Part 23. William and his lords (Odo is on the left of the group of three in the middle) celebrate at a banquet.
3.) Travelling in Boats
Part 3. Their landing on the coast of France is met by the hostile Guy of Ponthieu.
Part 17. William orders the Normans to begin building a fleet.
Part 18. The ships take on their supplies.
Part 19. The horses board, and the ships set sail.
4.) Getting Ready for Battle
Part 24. The Normans build their camp and prepare for battle.
Part 25. The Norman army assembles.
Part 28. The Normans attack on horseback.
Part 29.The Anglo-Saxons meet their attackers on foot.
Part 31. The battle rages.
Part 34. Harold is struck in the eye by an arrow and dies.
Part 35. The Normans are victorious.
The Tapestry ends suddenly. The end piece seems to be missing.
6.) Other Interesting Images
A. Medieval Technology
Some of the panels are very interesting to historians because they reveal something about how life was lived in the 11th century. Such as tilling the fields, the kinds of weapons and armor used, the building of boats, and cooking food for banquets. Some are shown in the bottom panel (farming) and others in the main larger panel.
Tilling the field (P10)
Armor and Weapons (P37)
Boat building (P36)
B. Injury and Death in Combat
Since this is a work depicting the invasion and conquest of England by the Normans it is not surprising that images of battle take up considerable space, especially towards the end (Panels 48 to 58).
To link back to Picasso’s painting “Guernica” I want to point out the many images in the BT of dead and injured soldiers and horses, the presence of which suggests that the creators of the Tapestry were sensitive to the cost of war to those “little people” (i.e. not noble) who suffered the consequences.
This one of “Two Dead Soldiers” from the bottom panel of P52 reminds me of the fallen statue of the warrior in “Guernica” which has been decapitated and has its sword broken:
Here is the full panel from which this detail comes:
Because armor and swords were expensive items they were “recycled” by stripping the dead for use by replacement soldiers. Here is a detail from P57:
Here is the full panel from which this detail comes:
We forget that until very recently (up to and including WW1) horses played a very important role in war as vehicles for the transport of men, food, and other supplies. Their injury, death and suffering is depicted in the BT in graphic detail, as these images show.
Here are two horses which have been up-ended in combat as their riders are pulled to the ground by soldiers (P53):
Here is the full panel from which this detail comes:
C. Animals and other curious images
For a long time historians did not understand or appreciate the meaning of the images which appear in the narrow panels above and below the main panel.
One that was quite obvious early on was the propitious appearance of the “stella” (star) or Halley’s Comet which appears above the Coronation of King Harold, which indicates that he has the blessing of God (P. 32 and 33).
There are also many images of mythical beasts which are often shown beneath or above the King and the Dukes. They have powers above that of ordinary animals and act as guardians who protect or warn the King of coming dangers or threats.
Here are some examples:
The Centaur was neither man nor beast, it was an ungoverned creature which was in need of some superior power to guide it and authority to make this creature acknowledge the True Faith.
Here are two Centaurs below Harold and his pack of hunting dogs as he sets off to Normandy. Note he his holding a hunting falcon on his arm. (P3).

*INFORMATION PROVIDED*
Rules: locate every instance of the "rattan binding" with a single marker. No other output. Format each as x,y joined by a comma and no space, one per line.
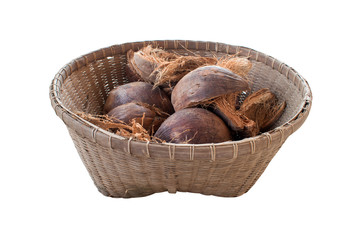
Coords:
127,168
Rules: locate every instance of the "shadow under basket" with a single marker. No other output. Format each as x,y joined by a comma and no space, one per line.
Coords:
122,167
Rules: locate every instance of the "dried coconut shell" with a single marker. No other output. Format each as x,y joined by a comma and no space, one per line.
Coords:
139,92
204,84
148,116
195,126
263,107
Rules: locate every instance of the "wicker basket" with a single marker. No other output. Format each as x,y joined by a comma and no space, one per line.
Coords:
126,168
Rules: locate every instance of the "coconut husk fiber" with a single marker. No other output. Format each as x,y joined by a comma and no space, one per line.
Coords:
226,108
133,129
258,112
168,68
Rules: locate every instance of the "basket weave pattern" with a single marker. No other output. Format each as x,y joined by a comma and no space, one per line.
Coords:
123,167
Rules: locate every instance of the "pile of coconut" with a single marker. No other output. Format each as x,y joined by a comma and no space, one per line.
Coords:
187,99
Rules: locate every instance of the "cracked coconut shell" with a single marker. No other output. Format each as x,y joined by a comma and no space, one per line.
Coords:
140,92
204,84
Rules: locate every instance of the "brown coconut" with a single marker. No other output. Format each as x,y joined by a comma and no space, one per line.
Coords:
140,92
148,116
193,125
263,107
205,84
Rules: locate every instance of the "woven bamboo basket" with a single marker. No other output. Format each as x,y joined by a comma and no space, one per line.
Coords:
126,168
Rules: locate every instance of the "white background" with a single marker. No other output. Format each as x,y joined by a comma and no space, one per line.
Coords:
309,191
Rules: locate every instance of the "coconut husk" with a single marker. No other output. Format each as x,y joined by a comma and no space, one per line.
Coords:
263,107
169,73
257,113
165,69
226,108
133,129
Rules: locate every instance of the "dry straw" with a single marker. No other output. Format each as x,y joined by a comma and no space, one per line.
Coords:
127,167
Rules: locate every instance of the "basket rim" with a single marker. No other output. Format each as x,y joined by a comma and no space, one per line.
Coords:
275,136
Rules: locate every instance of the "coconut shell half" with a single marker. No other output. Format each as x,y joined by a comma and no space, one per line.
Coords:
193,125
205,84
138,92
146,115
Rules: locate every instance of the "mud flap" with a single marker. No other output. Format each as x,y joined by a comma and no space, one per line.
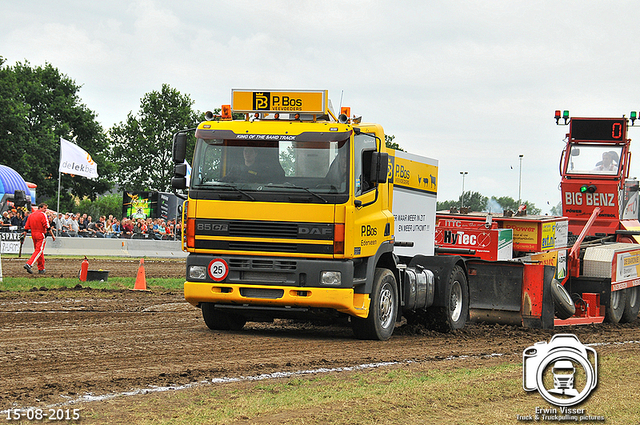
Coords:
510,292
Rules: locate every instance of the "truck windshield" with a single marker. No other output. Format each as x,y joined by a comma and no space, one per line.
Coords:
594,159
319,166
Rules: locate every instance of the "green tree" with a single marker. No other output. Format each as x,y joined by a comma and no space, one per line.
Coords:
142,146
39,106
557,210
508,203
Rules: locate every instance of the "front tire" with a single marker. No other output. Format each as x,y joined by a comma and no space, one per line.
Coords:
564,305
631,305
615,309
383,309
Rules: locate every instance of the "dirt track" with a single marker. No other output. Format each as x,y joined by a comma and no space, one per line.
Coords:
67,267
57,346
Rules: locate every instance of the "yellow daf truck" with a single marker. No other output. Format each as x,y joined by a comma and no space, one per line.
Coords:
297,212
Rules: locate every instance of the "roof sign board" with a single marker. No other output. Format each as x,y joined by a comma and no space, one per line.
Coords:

*TASKS FOR THIS EXERCISE*
A - In the Tapestry passage, what strikes Harold before he dies?
B - Do these statements agree with the Tapestry passage? (i) The Normans attack on foot. (ii) Halley's Comet appears above the Coronation of King Harold. (iii) The end piece of the Tapestry survives intact.
C - Take the Tapestry passage further, starting after its last sentence.
The entries come from a separate source and are not part of the Tapestry passage.

*TASK RESULTS*
A - An arrow strikes him in the eye.

B -
(i) No: "The Normans attack on horseback."
(ii) Yes: "the “stella” (star) or Halley’s Comet which appears above the Coronation of King Harold"
(iii) No: "The end piece seems to be missing."

C -
Note also that there are many noble beasts in the smaller panels: vultures who are bowing their heads in recognition of his authority, and “pards”(big cats which are not lions (which represent kingly power) but which represent the lesser nobility).
The Wyvern was a two legged, half-lizard, half-bird, with a forked tongue and which spat poison.
The larger image (P13):
Guy has arrested Harold and then takes him to William: there are vultures (predatory birds) and camels (symbols of strength and endurance) above; and a naked “Adam and Eve” ( a symbol of sinful humans) and Wyverns below. Note that one Wyvern is spitting at Guy and the other at William, but there is a crucifix in between them.
The Gryphon was a guardian of the souls of the dead (especially those of royalty). It had the body, tail, and back legs of a lion; the head and wings of an eagle and talons on its front legs.
In this panel (P14) William takes Harold to his castle:
Above are lions (symbols of kingly power), Gryphons, and peacocks (also symbols of royalty and nobility).
Below are bowing vultures and pads, with crucifixes interspersed.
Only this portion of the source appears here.